Extract provided below:

Saturday, November 22, 2008
December 1st is World AIDS Day and Project FOCUS is participating in a Boston event commemorating World's AIDS Day at St Mark's Congregational Church in Roxbury.
St Mark's is a prominent African American community church that seeks to create a dialogue about AIDS in the African American community and help memorialize those who have been lost to this devastating virus.
Project FOCUS will display our HIV/AIDS quilts from Uganda and discuss how stigmas and struggles faced in Africa are similar to those that exist in the United States. We will also participate in a panel discussion about AIDS and women of color.
Friday, November 21, 2008
The Art of Discovering: Re-defining Art Therapy Within the Context of Ugandan Culture
In 2007, a small group of artists and art therapists traveled to Southwest Uganda with an organization called Project FOCUS and implemented four pilot projects intending to educate, empower and inspire through art. This workshop explores their discoveries during a challenging 5-month journey using images, personal narratives, and examples of artwork created with local materials.
November 13th - December 31, 2008
On November 13th, Project FOCUS celebrated the opening of its first exhibit in New York; Project FOCUS: Creative Dialogues. The exhibit features photography by Gloria Bernard and the artwork created by the community members of Lyantonde.
The exhibit will be up through December 31st, 2008.
The Bronfman Center Gallery
7 East 10th Street NY, NY 10003
Monday-Thursday: 8am-10pm, Friday: 8am-4pm, Saturday: CLOSED, Sunday: 9am-9pm
Sunday, November 9, 2008
I have to begin with recognizing the amazing achievement that is Barack Obama! This monumental moment in history gives me hope that sometime in the not-so-distant future, the work of organizations like Project Focus will be operating abroad to compliment the positive impact of American foreign policy, and not simply attempting to alleviate aspects of the suffering directly caused by it. I know I'm not the only one with these lofty hopes, as I was fortunate enough to spend the days surrounding the election in Kenya, where the electricity had to rival places like Chicago and New York. As you know, most Kenyans claim Obama as their "son in the White House", and see him as a new source of national pride. The streets were electric with chanting marchers, taxi drivers worked their horns and voices to death with Obama's picture taped to every inch of the vehicles and newspaper salesmen – ten to every corner - proudly wielding the victorious front-page headlines - "Yes We Did". I literally just got off of a 20-plus hour bus ride back to Uganda (15 of which in the back seat, if you know the roads here you feel for me now) and still couldn't wait to get to a computer.

End of Extract provided.
Information shown below:

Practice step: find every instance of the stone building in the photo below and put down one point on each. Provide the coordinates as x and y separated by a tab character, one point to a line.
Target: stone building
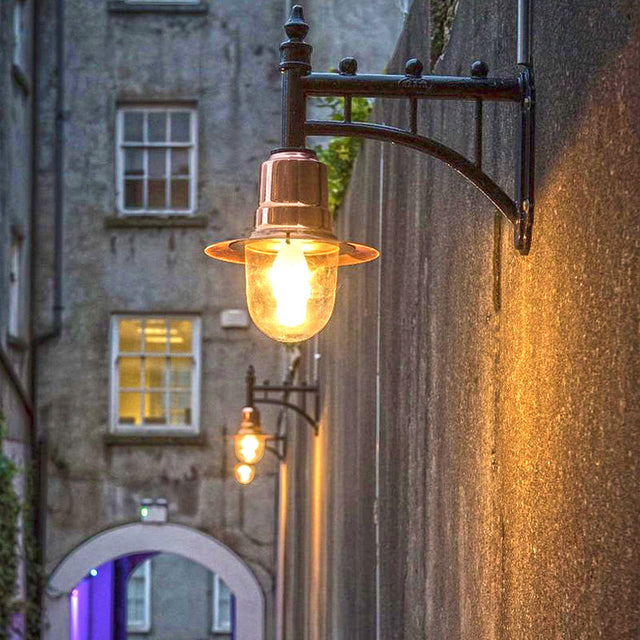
131	140
17	437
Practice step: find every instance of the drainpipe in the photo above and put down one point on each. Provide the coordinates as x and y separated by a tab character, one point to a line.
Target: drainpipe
40	435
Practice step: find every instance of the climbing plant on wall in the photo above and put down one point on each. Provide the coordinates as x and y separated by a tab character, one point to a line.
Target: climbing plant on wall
340	154
9	511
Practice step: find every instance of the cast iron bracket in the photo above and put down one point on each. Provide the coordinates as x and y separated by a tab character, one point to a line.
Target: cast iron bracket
259	394
299	83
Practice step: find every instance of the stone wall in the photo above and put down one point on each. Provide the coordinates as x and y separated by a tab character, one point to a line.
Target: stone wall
492	397
219	60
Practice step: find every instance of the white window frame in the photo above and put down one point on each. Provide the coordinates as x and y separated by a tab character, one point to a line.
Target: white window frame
143	626
15	286
121	145
196	354
216	626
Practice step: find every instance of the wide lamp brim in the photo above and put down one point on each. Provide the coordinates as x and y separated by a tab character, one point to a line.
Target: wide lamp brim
233	251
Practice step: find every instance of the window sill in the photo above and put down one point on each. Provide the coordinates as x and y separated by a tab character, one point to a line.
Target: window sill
149	439
117	6
21	78
151	221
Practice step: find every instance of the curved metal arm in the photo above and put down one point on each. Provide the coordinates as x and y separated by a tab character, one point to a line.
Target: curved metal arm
283	403
457	161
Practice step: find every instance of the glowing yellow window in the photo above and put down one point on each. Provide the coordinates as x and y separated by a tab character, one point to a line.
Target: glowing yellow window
155	373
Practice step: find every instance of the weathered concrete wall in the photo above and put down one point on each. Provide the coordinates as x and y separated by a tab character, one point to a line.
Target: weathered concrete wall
508	405
16	136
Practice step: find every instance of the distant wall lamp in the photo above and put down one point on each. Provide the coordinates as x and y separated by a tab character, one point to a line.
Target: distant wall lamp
292	257
250	442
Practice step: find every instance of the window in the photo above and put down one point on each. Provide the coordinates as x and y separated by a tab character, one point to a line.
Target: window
155	373
15	285
221	606
139	598
156	160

End of Information shown.

**Exercise:** Write a continuation of the Project FOCUS blog posts, starting after the final sentence of the Sunday, November 9, 2008 post.

**Task result:**
Prince Primary School – the first of the 7 development projects – is moving along at a comfortable pace. A local engineer has completed a topographical survey of the school's property. I've received a topographical map (including levels, size measurements and existing buildings) and price quotes for the leveling of the site and the cost of completing an actual architectural blueprint of the future site plan (including a list of specs and bill of quantities). I plan to check his numbers against other engineers and organizations with experience in school renovation. I also look forward to having our first Ugandan board of advisers meeting sometime this month, beginning Price Primary's pen-pal program (in partnership with an Falcon Heights Elementary School in St. Paul, Minnesota) titled "Citizens of the World" and Bitone's journey to Addis Ababa, Ethiopia for their performance in the East African Theater Institutes's annual cultural festivals.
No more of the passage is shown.